Cosa occorre. Scrivi il seguito del testo sulla mostra milanese dedicata a Kurt Caesar, riprendendo subito dopo l'ultima frase riportata.

Estratto del documento.
━━━━

Tedesco di nascita ma italiano d’adozione, Kurt Caesar è stato un famoso illustratore e fumettista del “secolo breve”, ricordato da quanti hanno i capelli bianchi per la lunga militanza su Il Vittorioso e le copertine sci-fi di Urania. Oggi, nel cinquantenario della sua scomparsa, il Museo del Fumetto di Milano gli rende omaggio con una piccola ma pregnante mostra, Nell’infinito e oltre. Caesar lavorò molto con l’editoria ambrosiana – Vecchi, Del Duca e Mondadori in particolare – al tempo in cui la futura metropoli, nell’ambito delle “strisce disegnate”, già viveva un’accelerazione che l’avrebbe poi resa in breve la capitale permanente del settore.
Felice sinergia tra il Museo del Fumetto e l’Associazione Amici de Il Vittorioso, l’esposizione, inaugurata il 26 ottobre scorso, racconta la vita e l’arte del disegnatore attraverso svariate tavole originali (esposte per la prima volta) e una selezione delle tante pubblicazioni cui egli collaborò tra gli Anni Trenta e Sessanta in Italia e all’estero.

━━━━

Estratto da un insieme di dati

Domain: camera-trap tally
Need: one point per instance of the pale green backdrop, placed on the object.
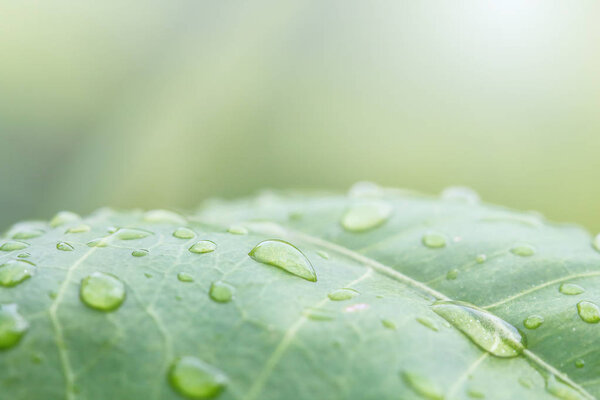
(164, 103)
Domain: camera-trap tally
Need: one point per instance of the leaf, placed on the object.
(378, 323)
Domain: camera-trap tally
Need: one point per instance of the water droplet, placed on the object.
(14, 272)
(285, 256)
(64, 246)
(388, 324)
(452, 274)
(237, 230)
(318, 314)
(12, 246)
(588, 311)
(561, 390)
(489, 332)
(140, 253)
(102, 291)
(221, 292)
(362, 217)
(342, 294)
(462, 194)
(422, 386)
(185, 277)
(79, 229)
(64, 217)
(100, 242)
(434, 240)
(203, 246)
(195, 379)
(131, 234)
(164, 217)
(523, 250)
(570, 289)
(12, 326)
(184, 233)
(427, 322)
(533, 321)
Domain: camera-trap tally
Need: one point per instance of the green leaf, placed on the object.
(382, 318)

━━━━

Risposta all'esercizio.
Caesar nacque il 30 marzo 1908 a Montigny, nei pressi di Metz, capoluogo del dipartimento della Mosella, a quel tempo territorio del Reich germanico. Il padre era berlinese, la madre svizzera. Vero talento naturale, sin da piccolo Kurt mostrò grande passione per il disegno. Conseguita la maturità classica, nella capitale frequentò corsi di grafica e pittura presso la prestigiosa Akademie der Künste e altri ancora nell’ambito del disegno tecnico-progettuale. Contro il volere della famiglia, per qualche tempo si dedicò anche al pugilato agonistico.
Erano i giorni irrequieti della Repubblica di Weimar. Accantonati gli studi, nel 1927 il giovane decise di intraprendere la “romantica” professione del giornalista-illustratore. Esordì su un mensile edito da Elfriede Ensle, imprenditrice d’avanguardia della quale si innamorò e di lì a poco sposò. La Ensle-Verlag fallì nel maggio del 1929, non prima, però, di aver varato il primo (e unico) numero di una rivista di antropologia, Die Kultur, di cui Caesar fu il redattore.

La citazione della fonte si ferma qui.